The task:
Render the entire listing below as a numbered list, omitting any blank lines.

Excerpt from a data file:
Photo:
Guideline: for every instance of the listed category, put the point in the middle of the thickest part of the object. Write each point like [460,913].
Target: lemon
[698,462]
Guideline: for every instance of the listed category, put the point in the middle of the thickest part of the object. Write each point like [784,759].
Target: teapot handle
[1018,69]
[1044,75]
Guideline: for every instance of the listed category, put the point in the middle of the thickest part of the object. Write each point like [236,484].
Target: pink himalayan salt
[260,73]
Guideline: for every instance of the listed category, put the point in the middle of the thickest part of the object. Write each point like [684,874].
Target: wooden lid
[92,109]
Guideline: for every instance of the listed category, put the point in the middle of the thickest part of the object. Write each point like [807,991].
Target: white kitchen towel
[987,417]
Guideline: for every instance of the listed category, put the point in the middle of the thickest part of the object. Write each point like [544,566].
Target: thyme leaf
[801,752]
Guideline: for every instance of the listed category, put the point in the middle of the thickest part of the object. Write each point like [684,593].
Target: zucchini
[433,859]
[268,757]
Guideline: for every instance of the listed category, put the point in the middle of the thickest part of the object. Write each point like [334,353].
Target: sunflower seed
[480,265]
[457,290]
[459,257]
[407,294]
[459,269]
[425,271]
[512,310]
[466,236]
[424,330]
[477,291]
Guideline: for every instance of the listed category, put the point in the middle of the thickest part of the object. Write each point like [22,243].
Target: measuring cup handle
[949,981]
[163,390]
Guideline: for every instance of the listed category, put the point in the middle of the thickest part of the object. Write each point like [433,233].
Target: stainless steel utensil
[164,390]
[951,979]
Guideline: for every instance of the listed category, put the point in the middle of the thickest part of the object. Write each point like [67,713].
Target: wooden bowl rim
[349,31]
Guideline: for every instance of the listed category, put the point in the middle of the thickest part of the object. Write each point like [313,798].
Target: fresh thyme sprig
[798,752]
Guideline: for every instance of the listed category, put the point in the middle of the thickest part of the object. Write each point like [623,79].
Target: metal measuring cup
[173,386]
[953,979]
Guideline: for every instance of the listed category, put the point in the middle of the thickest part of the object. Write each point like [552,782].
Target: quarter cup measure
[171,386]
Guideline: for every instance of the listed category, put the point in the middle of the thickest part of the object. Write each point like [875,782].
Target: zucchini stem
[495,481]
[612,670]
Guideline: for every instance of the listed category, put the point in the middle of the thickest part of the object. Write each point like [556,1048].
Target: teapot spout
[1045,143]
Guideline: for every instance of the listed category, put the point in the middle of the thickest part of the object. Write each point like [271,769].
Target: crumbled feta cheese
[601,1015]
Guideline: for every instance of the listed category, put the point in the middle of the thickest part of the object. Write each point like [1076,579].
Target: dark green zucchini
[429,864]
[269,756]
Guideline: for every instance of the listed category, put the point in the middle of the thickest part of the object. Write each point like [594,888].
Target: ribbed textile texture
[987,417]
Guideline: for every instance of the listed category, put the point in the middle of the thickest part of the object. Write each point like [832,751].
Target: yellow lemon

Exercise result:
1. Photo:
2. Guideline: for every instance of the listed category, put the point in the middle of the thickest part of the object. Write each point like [460,913].
3. Target: lemon
4. [698,462]
5. Guideline: for every instance of the listed category, put the point in the middle of the thickest part of the object. Write each point like [784,759].
6. Target: teapot handle
7. [1018,69]
8. [1044,75]
9. Guideline: for every instance of the listed category, put the point in the middle of the thickest part of the object. Write each point like [236,484].
10. Target: pink himalayan salt
11. [260,73]
12. Guideline: for every instance of the listed category, put the point in the middle of the thickest part of the object. Write each point like [684,874].
13. Target: wooden lid
14. [92,109]
15. Guideline: for every instance of the listed category, put the point in the middle of the thickest part of the object. Write each point like [807,991].
16. Target: white kitchen towel
17. [987,417]
18. Guideline: for every instance of the listed category, put the point in the middle of the thickest part of the object. Write each point like [544,566].
19. Target: thyme leaf
20. [801,752]
21. Guideline: for every instance of the listed category, put the point in the middle of the thickest part of the object. Write each point like [684,593].
22. Target: zucchini
23. [433,859]
24. [268,757]
25. Guideline: for every instance of the listed category, put the point in the middle of the thickest part of the object. Write each point like [334,353].
26. Target: sunflower seed
27. [480,265]
28. [457,290]
29. [459,257]
30. [407,294]
31. [459,269]
32. [425,271]
33. [512,310]
34. [466,236]
35. [424,330]
36. [477,291]
37. Guideline: for every instance of the listed category, put the point in the middle of the thickest part of the object. Write each point like [22,243].
38. Target: measuring cup handle
39. [949,981]
40. [163,390]
41. Guideline: for every instance of the listed category, put the point in the middle of the thickest part of the object. Write each point like [433,233].
42. Target: stainless steel utensil
43. [164,390]
44. [951,979]
45. Guideline: for every instance of the listed category, put the point in the middle of the thickest part of the object. Write each point like [67,713].
46. Target: wooden bowl rim
47. [349,31]
48. Guideline: for every instance of the listed category, put the point in the middle of the thickest part of the object. Write each point like [313,798].
49. Target: fresh thyme sprig
50. [798,752]
51. Guideline: for every instance of the listed category, put the point in the middle of the thickest part of the object. Write each point like [623,79].
52. Target: metal measuring cup
53. [173,386]
54. [953,979]
55. Guideline: for every instance of the listed category, put the point in the middle of the thickest part of the object. Write each point like [552,782].
56. Target: quarter cup measure
57. [171,386]
58. Guideline: for every instance of the listed category, put the point in the middle of the thickest part of the object. Write each point like [875,782].
59. Target: zucchini stem
60. [495,481]
61. [612,670]
62. Guideline: for every instance of the listed category, put the point in the middle of the thickest part of the object. Write each point like [556,1048].
63. Target: teapot spout
64. [1045,143]
65. Guideline: for every instance of the listed category, put the point in the middle of the thickest part of the object. Write each point like [271,769].
66. Target: crumbled feta cheese
67. [601,1015]
68. Guideline: for every instance of the listed category, put the point in the middle of the thickest part of the object. Write each point like [1076,579].
69. Target: dark green zucchini
70. [429,864]
71. [269,756]
72. Guideline: for every instance of the listed category, put the point in the middle of the thickest part of the object. Write each point like [594,888].
73. Target: ribbed textile texture
74. [987,417]
75. Guideline: for every instance of the listed category, put the point in the middle of the thickest part of the object. Write each point like [832,751].
76. Target: yellow lemon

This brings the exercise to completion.